● **Work order**: The records below are to be quoted in full; please keep every word exact.

● **Data section**:
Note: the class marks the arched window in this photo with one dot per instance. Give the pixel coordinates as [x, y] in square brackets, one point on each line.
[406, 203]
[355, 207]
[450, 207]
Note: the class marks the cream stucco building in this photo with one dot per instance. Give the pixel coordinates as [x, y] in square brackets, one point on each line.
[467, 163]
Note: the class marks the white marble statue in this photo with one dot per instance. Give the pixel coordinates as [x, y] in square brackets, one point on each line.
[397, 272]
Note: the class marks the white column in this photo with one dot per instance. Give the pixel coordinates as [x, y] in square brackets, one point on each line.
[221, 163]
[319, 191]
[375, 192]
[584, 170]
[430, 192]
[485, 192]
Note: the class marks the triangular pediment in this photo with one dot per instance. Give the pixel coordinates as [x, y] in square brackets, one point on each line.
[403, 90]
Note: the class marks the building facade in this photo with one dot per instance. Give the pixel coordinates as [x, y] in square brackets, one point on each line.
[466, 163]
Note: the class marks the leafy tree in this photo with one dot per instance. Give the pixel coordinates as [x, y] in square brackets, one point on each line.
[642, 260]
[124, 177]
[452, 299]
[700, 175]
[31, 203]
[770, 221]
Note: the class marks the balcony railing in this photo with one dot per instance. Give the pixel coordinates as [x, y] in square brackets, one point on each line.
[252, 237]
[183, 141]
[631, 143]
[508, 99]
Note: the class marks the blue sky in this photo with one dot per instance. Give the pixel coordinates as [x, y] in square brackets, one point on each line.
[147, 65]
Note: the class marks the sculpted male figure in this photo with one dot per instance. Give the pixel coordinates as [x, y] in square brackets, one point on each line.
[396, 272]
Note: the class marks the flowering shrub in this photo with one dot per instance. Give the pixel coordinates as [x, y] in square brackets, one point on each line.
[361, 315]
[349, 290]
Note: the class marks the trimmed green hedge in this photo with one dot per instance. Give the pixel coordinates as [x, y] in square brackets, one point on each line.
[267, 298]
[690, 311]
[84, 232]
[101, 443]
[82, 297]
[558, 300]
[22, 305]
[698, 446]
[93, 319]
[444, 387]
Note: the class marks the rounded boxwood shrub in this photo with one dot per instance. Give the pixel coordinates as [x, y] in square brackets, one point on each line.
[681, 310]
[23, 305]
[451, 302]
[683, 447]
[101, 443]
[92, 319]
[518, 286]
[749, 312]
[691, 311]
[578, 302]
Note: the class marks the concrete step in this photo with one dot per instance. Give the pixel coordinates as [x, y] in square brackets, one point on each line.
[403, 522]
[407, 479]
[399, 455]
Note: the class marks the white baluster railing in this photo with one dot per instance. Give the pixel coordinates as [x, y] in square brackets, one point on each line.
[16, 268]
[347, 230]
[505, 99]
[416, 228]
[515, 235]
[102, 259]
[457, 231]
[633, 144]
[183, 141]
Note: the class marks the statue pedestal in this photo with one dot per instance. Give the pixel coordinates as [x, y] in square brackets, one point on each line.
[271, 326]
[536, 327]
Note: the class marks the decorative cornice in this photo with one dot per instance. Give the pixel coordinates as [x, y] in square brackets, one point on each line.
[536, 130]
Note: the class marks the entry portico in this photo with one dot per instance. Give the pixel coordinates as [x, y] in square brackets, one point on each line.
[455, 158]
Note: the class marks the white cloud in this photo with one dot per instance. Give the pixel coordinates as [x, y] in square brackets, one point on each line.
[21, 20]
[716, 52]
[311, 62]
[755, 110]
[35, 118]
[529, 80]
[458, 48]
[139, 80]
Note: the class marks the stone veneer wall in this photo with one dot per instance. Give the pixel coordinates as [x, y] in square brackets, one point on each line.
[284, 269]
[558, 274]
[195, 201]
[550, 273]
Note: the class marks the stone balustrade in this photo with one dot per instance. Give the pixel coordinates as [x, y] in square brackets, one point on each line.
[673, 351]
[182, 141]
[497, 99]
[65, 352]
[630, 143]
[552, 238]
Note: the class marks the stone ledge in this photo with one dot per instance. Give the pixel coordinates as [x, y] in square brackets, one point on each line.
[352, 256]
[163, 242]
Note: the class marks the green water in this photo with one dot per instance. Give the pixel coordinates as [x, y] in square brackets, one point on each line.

● **Solution**:
Note: the class marks the arched window in this photo with one dot per instance. Give the pixel coordinates as [x, y] in square brackets, one point on each line.
[406, 203]
[355, 207]
[450, 207]
Note: the class marks the cream stucco building in this photo with one dot per instance. Give the pixel coordinates as [x, y] in square brackets, one point on each line.
[467, 163]
Note: the class marks the white marble statue in this photo with one dot per instance. Give the pixel coordinates as [x, y] in square brackets, one point on each line.
[397, 272]
Note: the class marks the white column in this photo with one dot per instance. Give the pixel coordinates as [x, y] in square brackets, one point on each line.
[221, 163]
[319, 191]
[375, 192]
[584, 170]
[430, 192]
[485, 192]
Note: the class marks the triangular pediment in this photo with one dot per instance. Give the pixel coordinates as [x, y] in square brackets, one point on each line.
[403, 90]
Note: the class marks the building facade in this photo with one dot per instance. Give the pixel coordinates as [x, y] in square brackets, one point on each line.
[466, 163]
Note: the class marks the leafy tree in this photo with one dot per instance. Give the pixel coordinates as [x, y] in square brackets, one point on each line.
[642, 260]
[124, 177]
[452, 299]
[700, 175]
[31, 203]
[770, 221]
Note: the class marks the balcony railing in this photo with one dot per instance. Give the pixel coordinates as [x, y] in square brackets, one point on each line.
[252, 237]
[183, 141]
[631, 143]
[508, 99]
Note: the class marks the blue sky in this photo with one dot per instance. Give the pixel coordinates as [x, y] in square brackets, one point on each line.
[147, 65]
Note: the class marks the sculpted male figure in this photo with one dot per instance. Give the pixel coordinates as [x, y] in square brackets, one point on each line.
[396, 272]
Note: the class marks the flowering shrub in this photo with one dot per instance. Give the pixel coordinates as [x, y] in square brackets, one point on each line.
[361, 315]
[349, 290]
Note: the class marks the trimmed green hedge in this photo with one dot per instance. Give the pixel coordinates as [x, y] in square brackets, one point on each line.
[267, 298]
[690, 311]
[84, 232]
[101, 443]
[82, 297]
[558, 300]
[22, 305]
[698, 446]
[93, 319]
[444, 387]
Note: the class marks the rounded boxwood shrub in this photo with one dot per instance. Give the pixel coordinates as [x, y] in square brackets, one point on each line.
[681, 310]
[23, 305]
[451, 302]
[683, 447]
[101, 443]
[92, 319]
[518, 286]
[749, 312]
[691, 311]
[578, 302]
Note: the class marks the concrete step in this photo with one dot per instance. Give the pixel coordinates as [x, y] in square brackets, one point on each line.
[403, 522]
[407, 479]
[399, 455]
Note: the class marks the white baluster railing in this photo with one dot per instance. Give the pixel coordinates as [x, y] in square brackets, one point on each line.
[16, 268]
[347, 230]
[505, 99]
[416, 228]
[515, 235]
[102, 259]
[457, 231]
[633, 144]
[183, 141]
Note: the class marks the statue pedestal in this photo with one dot per instance. Give the pixel coordinates as [x, y] in square brackets, one point on each line.
[271, 326]
[536, 327]
Note: the class marks the decorative cornice in this photo with one dot per instance. Give the pixel coordinates as [x, y] in square brackets, one point on each line.
[536, 130]
Note: the class marks the entry portico in this photo with one dot per instance. Give the pixel coordinates as [x, y] in square brackets, one point on each line.
[455, 158]
Note: the class marks the white cloud in this photo with one dot per instance. Give the pixel coordinates as [x, y] in square brackets, one point on each line.
[21, 20]
[716, 52]
[311, 62]
[755, 110]
[35, 118]
[529, 80]
[458, 48]
[139, 80]
Note: the class marks the stone veneer wall in this photo with one dot per instance. Give the pixel coordinates as [x, y] in square brackets, one point on each line.
[284, 269]
[558, 274]
[195, 201]
[550, 273]
Note: the class marks the stone balustrade in this photo with one dot per instance. Give the pixel coordinates as [x, y] in square brackets, one point on each line.
[673, 351]
[182, 141]
[497, 99]
[65, 352]
[630, 143]
[552, 238]
Note: the class marks the stone ledge in this photo with one dot per instance. Give the pixel coordinates as [x, y] in square brackets, one point on each line.
[352, 256]
[163, 242]
Note: the class marks the green water in this photo with one dot per instance. Give the pixel coordinates as [x, y] in square brackets, one point on each line.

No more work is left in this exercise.